The list above shows improvements in analytic services by the financial function. Yet, simply being able to improve operations is not enough to win support for predictive and statistical analytics in a government entity. Says a CFO in a large federal department, "Such analytics require a culture change. Yet, there is no push among people in my department for an innovative revamp of the process, much less a culture change."

What will be required is to sell the change to leaders and staff alike, in all parts of an organization. According to some executives, the sales points may center on some potentially headlinemaking political issues that are within the CFO's "sweet spot," such as improper payments and detecting waste, fraud and abuse. Such issues require good analysis, data accuracy and executive action, so helping to identify, quantify, isolate and solve such problems is a plus for selling analytics. Applying analytics to other risks also shows the value of analytical tools and methods — and the value of the CFO to nonfinancial leaders. When this happens, a government CFO bogged down in compliance and financial reports starts the metamorphosis to a full business partner with the entity CEO, much like a private sector CFO.

In terms of skill-building targets, CFOs should put predictive and statistical analytics high on their staff training schedules and recruiting needs. The good thing about such analytics is that, done right, they can deliver quantifiable results in a world that is increasingly interested in the ROI of taxpayer money. This will require a culture change among financial and nonfinancial leaders and functions, so CFOs need to be the lead sales representatives for a new way of doing government business.

Budget cuts

In an earlier section on risk management, we discussed the potential effects of budget constraints on various risk-related activities. Here, we look at other areas where survey respondents say that recent and future budget cuts will degrade performance in financial management. At the same time, tight budgets can increase the influence of the savvy CFO who can help hammer the most value out of every dollar of revenue.

Innovation

Low-cost innovations have mostly been tapped out, say some executives. These include business process improvements that do not depend on IT, such as streamlining and reengineering. That leaves innovations that require heavy capital investment. They will likely be put on hold unless there are compelling reasons that involve either saving large amounts of money or (more likely) losing large amounts for lack of compliance with funding sources. Staff cuts not accompanied by workload cuts often leave IT as the only realistic solution, and IT innovation is expensive.

Loss of funds

State financial executives say that they could end up losing federal funds if they cannot comply with federal reporting and others requirements that accompany the money. According to a state financial executive, "The most significant areas where financial management budget reductions would have adverse impacts are loss of budgetary control, failed financial reporting that results in credit rating reduction, inaccurate payments to vendors and employees and loss of federal grants and U.S. Internal Revenue Service (IRS) debt service subsidies because of poor grant reporting and compliance with Securities and Exchange Commission and IRS reporting." Says another state executive, "If we provide fewer financial services and other support services to operational divisions, then nonfinancial personnel will either need to do work for which they lack the training and skills or they will simply not do it at all. This increases financial management risk and ultimately services to citizens."

THE TASKS:
A – List the section headings that appear in the excerpt on government finance.
B – Using the excerpt on government finance, decide whether each statement agrees with it: (i) Some executives say low-cost innovations have mostly been tapped out. (ii) The quoted CFO in a large federal department reports a push among staff for an innovative revamp of the process. (iii) Tight budgets can increase the influence of a savvy CFO.
C – From the excerpt on government finance, return the part that opens with the words containing "In terms of" and closes with "doing government business.".

Coordinate labeling data:
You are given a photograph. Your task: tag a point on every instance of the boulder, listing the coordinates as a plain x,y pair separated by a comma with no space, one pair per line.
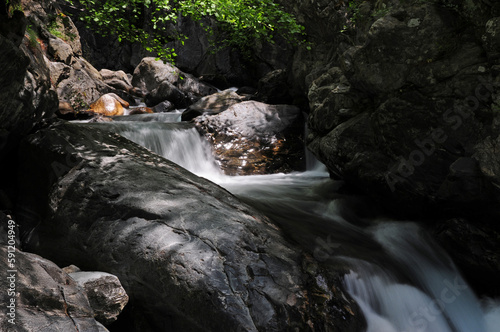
105,293
274,89
120,80
109,105
140,110
163,81
212,104
189,254
82,85
60,50
26,93
256,138
45,296
408,114
164,106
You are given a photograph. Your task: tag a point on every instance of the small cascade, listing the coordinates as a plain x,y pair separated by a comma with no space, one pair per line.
401,280
178,142
424,291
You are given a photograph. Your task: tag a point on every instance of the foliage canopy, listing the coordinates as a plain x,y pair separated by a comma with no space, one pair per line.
152,22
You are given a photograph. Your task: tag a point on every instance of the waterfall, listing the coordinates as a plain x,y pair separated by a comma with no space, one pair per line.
401,280
178,142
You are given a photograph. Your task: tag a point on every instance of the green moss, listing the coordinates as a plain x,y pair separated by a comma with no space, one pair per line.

TASK RESULTS:
A –
Budget cuts
Innovation
Loss of funds

B –
(i) Yes: "Low-cost innovations have mostly been tapped out, say some executives."
(ii) No: "there is no push among people in my department for an innovative revamp of the process"
(iii) Yes: "tight budgets can increase the influence of the savvy CFO"

C –
In terms of skill-building targets, CFOs should put predictive and statistical analytics high on their staff training schedules and recruiting needs. The good thing about such analytics is that, done right, they can deliver quantifiable results in a world that is increasingly interested in the ROI of taxpayer money. This will require a culture change among financial and nonfinancial leaders and functions, so CFOs need to be the lead sales representatives for a new way of doing government business.